-- Bacaan Pilihan --
Biaro-Biaro Padang Lawas dan Kerajaan Panai di Sumatra Utara
Sungai-sungai mengalir di sekitar situs dan biaro di Padang Lawas. Menjadi bukti kemakmuran Kerajaan Panai di pedalaman Sumatra Utara.
Setidaknya 26 situs tersebar di Padang Lawas, Sumatra Utara. Di kawasan ini mengalir sungai-sungai, seperti Barumun, sungai induk yang mengalir dari arah barat laut ke tenggara kemudian berbelok ke utara. Lalu Batang Pane, anak Sungai Barumun, dan Sirumambe, anak Sungai Batang Pane, yang mengalir dari barat laut ke tenggara.

-- Blok Data --

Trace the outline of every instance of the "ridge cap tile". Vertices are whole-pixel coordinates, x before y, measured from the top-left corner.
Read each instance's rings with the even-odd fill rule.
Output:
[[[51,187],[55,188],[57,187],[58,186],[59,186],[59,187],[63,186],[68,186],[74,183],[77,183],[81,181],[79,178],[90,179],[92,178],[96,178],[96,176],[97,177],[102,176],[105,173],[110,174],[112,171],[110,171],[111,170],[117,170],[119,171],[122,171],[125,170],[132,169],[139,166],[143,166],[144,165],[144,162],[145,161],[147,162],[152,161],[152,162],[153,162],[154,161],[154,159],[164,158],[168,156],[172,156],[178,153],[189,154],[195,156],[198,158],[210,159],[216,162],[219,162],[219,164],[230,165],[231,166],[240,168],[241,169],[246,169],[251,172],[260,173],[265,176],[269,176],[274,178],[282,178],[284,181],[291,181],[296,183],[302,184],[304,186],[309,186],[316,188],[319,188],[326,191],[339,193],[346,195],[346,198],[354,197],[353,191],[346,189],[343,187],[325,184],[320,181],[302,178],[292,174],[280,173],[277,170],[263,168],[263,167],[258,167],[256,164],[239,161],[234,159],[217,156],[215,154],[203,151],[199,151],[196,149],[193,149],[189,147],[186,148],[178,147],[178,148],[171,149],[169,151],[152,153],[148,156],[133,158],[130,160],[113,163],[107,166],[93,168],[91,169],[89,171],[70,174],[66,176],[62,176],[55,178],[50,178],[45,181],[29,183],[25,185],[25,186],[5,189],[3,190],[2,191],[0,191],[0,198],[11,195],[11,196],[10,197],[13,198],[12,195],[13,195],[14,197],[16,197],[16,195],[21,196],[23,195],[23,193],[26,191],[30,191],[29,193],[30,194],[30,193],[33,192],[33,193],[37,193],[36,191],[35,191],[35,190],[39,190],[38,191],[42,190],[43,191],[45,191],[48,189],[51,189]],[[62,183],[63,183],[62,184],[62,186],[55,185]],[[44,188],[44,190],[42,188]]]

-- Soal Latihan --
1) Sungai apa saja yang disebutkan dalam bacaan tentang biaro Padang Lawas?
2) Menurut bacaan tentang biaro Padang Lawas, berapa banyak situs yang tersebar di kawasan itu?
3) Ubah paragraf yang diawali "Setidaknya 26 situs tersebar" dalam bacaan tentang biaro Padang Lawas menjadi daftar poin singkat.
Materi ini diambil dari sumber yang berbeda.

-- Kunci Jawaban --
1) Barumun, Batang Pane, Sirumambe

2) Setidaknya 26 situs.

3)
- Setidaknya 26 situs tersebar di Padang Lawas, Sumatra Utara.
- Barumun adalah sungai induk. Sungai ini mengalir dari barat laut ke tenggara, lalu berbelok ke utara.
- Batang Pane (anak Sungai Barumun) dan Sirumambe (anak Sungai Batang Pane) mengalir dari barat laut ke tenggara.